* [SET TASK 1]
Answer these questions from the commentary on the 2012 election, one answer per line, marked (a), (b), (c):
(a) Which two states did Romney swing to the GOP?
(b) According to the commentary, to what percentage did Obama's share among white voters drop, and from what figure?
(c) What House majority were Republicans left with?
* [SET TASK 2]
Write out, word for word, the part of the commentary on the 2012 election that opens with the words containing "I won’t bore" and closes with "bipartisan fiscal agreement.".

By: Ed Kilgore / 11.22.2012

I won’t bore readers with much about what they already know: Obama won; Democrats increased their margins in the Senate; Republicans lost House seats but easily hung onto control. Many of the scenarios we all spent a lot of time discussing during the General Election cycle are now moot: there was no “disputed election;” no electoral vote/popular vote “split;” no Republican Senate that would have allowed the GOP (in conjunction with a Romney win) to enact its agenda on a party-line vote; no Romney presidency without a Republican Senate that might (in theory, anyway) have enabled him to abandon his many promises to conservatives and pursue a bipartisan fiscal agreement.

As the final votes trickle in, it’s increasingly clear total voting will be down a relatively small amount from 2008, though not in most of the battleground states. And the composition of the electorate was very similar to that of 2008, despite widespread predictions that under-30 voters and Latinos would not turn out at anything like 2008 levels. In the end, the main difference between 2008 and 2012 from a demographic point of view is that Obama’s percentage among white voters dropped from 43% to 39%, which was partially offset by an increase in his percentage among Latinos from 67% to 71%. Yes, Obama’s percentage of under-30 voters dropped, but it was partially offset by a small gain among voters aged 30-44 (probably reflecting late-twenties voters from 2008 who moved into the next category). The only two states Romney “swung” to the GOP were the two closest Obama states in 2008, Indiana and North Carolina. Obama’s final popular-vote percentage will be very similar to George W. Bush’s in 2004. It does, as you may have heard, make him the first Democrat to win a majority of the popular vote in two consecutive elections since FDR.

Democratic gains of two net seats in the Senate were the most remarkable result, given the vastly pro-Republican landscape. A lot of the post-election talk was about the unforced errors of Tea Party candidates in Missouri and Indiana, but Republicans would have still fallen four seats short of a majority had both those states fallen into the GOP column. In the House, although there is some controversy over how to measure the national popular vote (some states don’t collect or report votes for unopposed candidates), it’s reasonably clear Democrats won a small plurality even though they only picked up ten net seats, leaving Republicans with a 232-203 majority.

* [INFORMATION PROVIDED]

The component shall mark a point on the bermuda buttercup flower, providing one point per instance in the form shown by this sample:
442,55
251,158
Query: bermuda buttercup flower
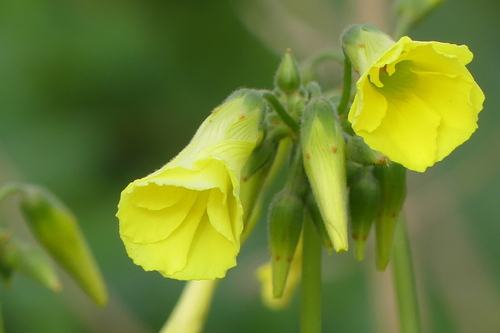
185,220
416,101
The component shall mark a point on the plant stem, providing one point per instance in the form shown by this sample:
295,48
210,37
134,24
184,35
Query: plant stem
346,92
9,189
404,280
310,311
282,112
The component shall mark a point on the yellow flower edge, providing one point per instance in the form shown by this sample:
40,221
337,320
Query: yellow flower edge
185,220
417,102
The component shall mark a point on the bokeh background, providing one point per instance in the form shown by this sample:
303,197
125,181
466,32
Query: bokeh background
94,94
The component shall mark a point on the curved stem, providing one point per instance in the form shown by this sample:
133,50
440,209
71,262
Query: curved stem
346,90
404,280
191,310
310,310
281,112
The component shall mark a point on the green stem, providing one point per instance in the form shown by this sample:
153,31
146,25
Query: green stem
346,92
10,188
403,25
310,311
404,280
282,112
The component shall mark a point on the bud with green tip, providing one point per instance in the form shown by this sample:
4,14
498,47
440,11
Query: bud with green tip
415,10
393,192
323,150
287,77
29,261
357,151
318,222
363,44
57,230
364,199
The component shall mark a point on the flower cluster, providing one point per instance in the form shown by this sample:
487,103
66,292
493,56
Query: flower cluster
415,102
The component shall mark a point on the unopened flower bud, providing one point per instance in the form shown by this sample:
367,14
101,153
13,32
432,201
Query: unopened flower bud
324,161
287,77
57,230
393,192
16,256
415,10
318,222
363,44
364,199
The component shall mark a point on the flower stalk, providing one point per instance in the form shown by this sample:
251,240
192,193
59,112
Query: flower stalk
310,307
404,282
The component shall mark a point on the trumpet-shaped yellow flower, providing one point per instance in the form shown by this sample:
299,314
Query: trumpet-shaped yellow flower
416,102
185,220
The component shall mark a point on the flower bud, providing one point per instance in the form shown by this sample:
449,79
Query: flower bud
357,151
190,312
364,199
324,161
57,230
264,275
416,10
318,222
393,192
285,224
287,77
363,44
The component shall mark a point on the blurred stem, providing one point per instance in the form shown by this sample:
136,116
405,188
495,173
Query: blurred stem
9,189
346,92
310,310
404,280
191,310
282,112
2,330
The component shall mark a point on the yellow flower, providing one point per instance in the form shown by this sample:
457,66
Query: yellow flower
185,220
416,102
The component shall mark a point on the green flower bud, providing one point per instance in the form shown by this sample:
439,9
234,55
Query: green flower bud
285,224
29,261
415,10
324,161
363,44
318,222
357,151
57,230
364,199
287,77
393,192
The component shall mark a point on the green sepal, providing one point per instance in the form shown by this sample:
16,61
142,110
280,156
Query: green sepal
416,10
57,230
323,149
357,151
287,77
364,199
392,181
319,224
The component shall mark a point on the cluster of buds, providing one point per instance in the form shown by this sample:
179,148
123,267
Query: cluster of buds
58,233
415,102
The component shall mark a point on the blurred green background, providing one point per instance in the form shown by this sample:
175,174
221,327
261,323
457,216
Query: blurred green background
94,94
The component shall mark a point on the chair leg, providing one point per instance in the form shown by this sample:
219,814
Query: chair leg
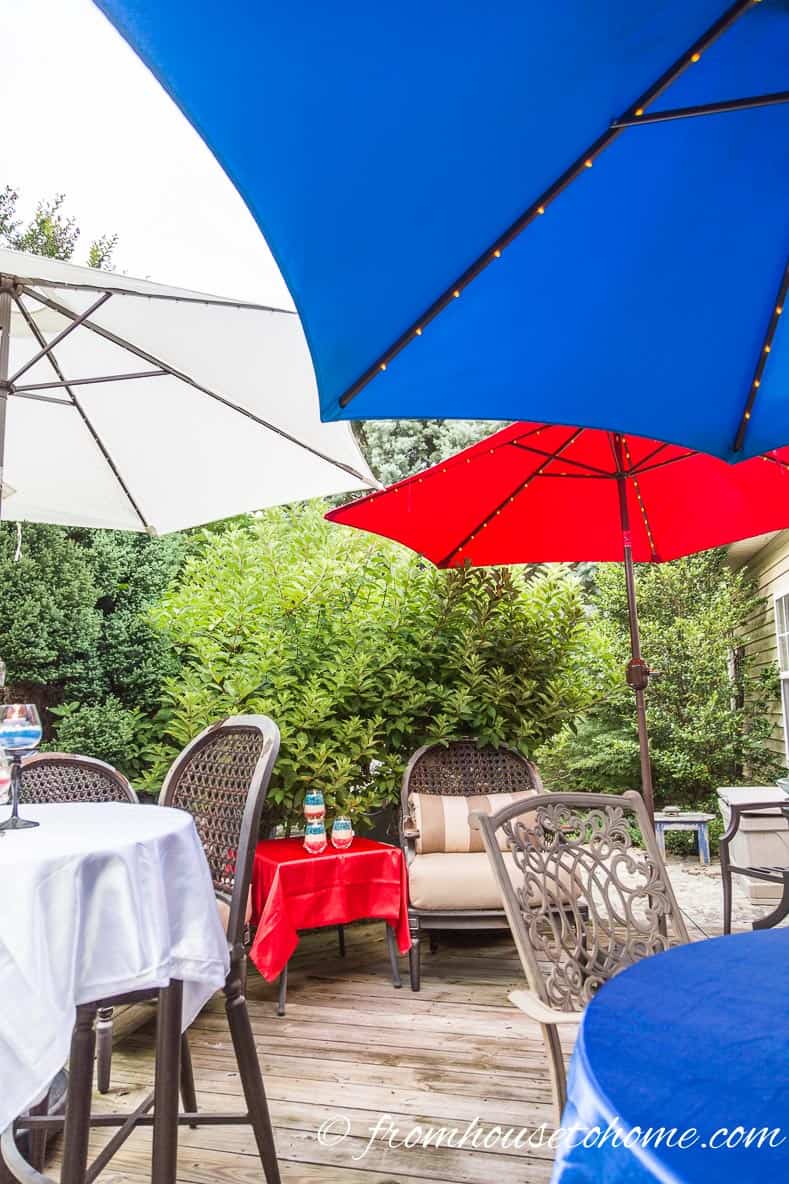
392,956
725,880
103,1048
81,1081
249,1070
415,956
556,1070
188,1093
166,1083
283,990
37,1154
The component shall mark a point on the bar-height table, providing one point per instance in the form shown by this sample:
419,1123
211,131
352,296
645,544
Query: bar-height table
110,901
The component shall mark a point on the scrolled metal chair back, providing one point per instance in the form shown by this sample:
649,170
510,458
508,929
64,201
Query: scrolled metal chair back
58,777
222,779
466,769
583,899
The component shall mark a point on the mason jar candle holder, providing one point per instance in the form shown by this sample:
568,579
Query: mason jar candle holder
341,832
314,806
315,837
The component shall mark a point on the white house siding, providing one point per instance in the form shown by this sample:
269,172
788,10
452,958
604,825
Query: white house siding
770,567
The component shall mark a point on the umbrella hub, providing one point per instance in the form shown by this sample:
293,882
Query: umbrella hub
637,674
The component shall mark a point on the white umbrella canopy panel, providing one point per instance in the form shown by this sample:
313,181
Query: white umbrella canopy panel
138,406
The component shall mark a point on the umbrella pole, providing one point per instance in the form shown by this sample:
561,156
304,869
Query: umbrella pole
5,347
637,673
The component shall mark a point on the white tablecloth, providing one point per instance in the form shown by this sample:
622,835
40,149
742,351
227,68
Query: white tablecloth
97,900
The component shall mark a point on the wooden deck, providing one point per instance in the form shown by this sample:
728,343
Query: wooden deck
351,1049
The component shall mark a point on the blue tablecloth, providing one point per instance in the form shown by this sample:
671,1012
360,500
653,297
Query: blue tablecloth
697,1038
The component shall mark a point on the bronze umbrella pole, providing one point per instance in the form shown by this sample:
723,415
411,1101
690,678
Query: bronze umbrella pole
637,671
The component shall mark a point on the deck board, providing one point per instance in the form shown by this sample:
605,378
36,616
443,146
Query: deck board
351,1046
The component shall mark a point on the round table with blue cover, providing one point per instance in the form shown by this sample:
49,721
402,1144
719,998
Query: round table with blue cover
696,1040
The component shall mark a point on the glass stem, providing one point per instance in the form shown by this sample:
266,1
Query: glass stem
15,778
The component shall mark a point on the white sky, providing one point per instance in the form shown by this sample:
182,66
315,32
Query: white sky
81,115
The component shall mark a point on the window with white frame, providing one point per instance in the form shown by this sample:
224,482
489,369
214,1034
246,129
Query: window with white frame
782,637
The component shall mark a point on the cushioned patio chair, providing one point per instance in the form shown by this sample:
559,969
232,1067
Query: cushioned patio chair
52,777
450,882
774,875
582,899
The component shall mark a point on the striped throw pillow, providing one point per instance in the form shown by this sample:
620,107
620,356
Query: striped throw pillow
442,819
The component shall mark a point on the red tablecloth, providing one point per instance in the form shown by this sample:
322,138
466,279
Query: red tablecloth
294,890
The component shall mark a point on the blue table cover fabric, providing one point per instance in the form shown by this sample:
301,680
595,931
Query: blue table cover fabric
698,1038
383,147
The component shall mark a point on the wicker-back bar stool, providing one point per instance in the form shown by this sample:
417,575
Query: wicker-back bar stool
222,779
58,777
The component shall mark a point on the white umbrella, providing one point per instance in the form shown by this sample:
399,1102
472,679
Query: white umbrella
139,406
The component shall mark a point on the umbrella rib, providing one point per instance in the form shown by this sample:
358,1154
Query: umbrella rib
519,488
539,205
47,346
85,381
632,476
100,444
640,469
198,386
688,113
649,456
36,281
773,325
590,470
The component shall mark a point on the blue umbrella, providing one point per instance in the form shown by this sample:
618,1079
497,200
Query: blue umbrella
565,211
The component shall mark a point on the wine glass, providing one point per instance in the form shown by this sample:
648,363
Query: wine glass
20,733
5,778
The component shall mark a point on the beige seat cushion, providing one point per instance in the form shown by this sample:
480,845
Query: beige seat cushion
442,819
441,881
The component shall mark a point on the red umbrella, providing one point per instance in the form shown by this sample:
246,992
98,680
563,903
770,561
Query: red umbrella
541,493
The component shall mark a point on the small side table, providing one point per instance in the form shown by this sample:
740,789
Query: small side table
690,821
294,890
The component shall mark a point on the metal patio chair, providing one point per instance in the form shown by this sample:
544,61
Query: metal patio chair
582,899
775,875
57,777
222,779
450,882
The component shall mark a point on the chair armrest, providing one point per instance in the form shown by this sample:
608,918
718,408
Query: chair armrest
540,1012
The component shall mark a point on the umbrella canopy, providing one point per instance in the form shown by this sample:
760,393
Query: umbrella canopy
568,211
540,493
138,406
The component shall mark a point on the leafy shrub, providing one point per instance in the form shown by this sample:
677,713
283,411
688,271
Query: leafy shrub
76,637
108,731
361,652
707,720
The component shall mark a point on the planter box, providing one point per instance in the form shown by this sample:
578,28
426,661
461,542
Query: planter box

==

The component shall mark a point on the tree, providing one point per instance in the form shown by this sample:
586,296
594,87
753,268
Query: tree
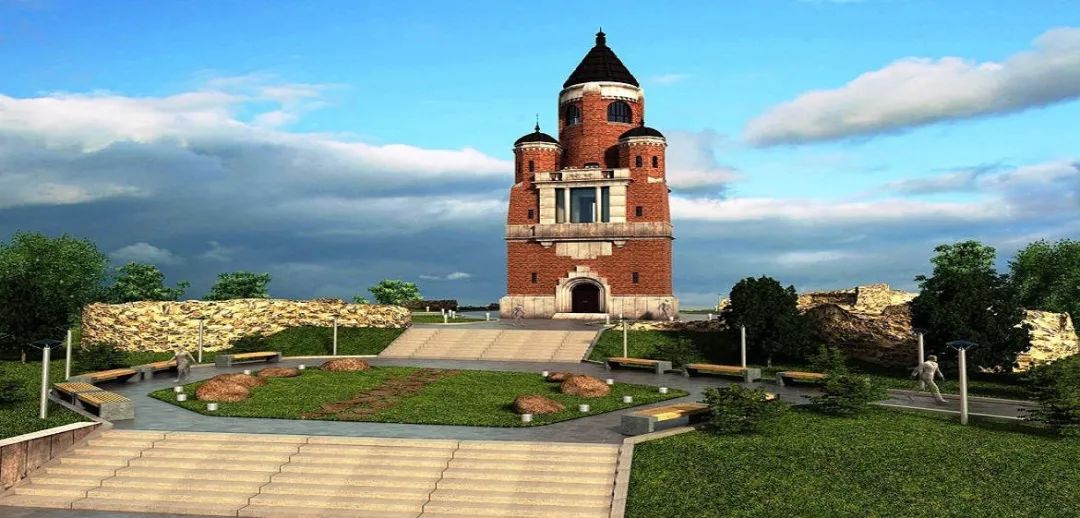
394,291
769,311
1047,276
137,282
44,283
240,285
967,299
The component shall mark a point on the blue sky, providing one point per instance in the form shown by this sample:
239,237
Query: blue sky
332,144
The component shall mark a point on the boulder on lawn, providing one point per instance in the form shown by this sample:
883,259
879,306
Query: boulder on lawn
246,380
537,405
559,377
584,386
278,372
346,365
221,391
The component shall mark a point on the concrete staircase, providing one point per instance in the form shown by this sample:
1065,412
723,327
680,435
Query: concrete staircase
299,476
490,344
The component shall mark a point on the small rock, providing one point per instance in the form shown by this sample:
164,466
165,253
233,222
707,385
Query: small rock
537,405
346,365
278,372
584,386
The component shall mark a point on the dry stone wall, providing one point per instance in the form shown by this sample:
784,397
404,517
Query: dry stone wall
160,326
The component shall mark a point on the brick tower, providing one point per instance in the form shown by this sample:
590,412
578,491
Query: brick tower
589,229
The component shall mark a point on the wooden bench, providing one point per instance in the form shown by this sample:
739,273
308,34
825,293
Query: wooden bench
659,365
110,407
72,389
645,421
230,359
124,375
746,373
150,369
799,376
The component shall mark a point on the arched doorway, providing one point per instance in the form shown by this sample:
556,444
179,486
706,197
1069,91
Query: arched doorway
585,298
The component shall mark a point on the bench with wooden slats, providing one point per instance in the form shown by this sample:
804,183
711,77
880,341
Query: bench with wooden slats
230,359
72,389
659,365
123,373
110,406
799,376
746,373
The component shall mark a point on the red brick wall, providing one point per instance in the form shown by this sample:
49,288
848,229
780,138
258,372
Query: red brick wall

* [WORKED ANSWER 1]
(a) Indiana and North Carolina
(b) It dropped from 43% to 39%.
(c) A 232-203 majority

* [WORKED ANSWER 2]
I won’t bore readers with much about what they already know: Obama won; Democrats increased their margins in the Senate; Republicans lost House seats but easily hung onto control. Many of the scenarios we all spent a lot of time discussing during the General Election cycle are now moot: there was no “disputed election;” no electoral vote/popular vote “split;” no Republican Senate that would have allowed the GOP (in conjunction with a Romney win) to enact its agenda on a party-line vote; no Romney presidency without a Republican Senate that might (in theory, anyway) have enabled him to abandon his many promises to conservatives and pursue a bipartisan fiscal agreement.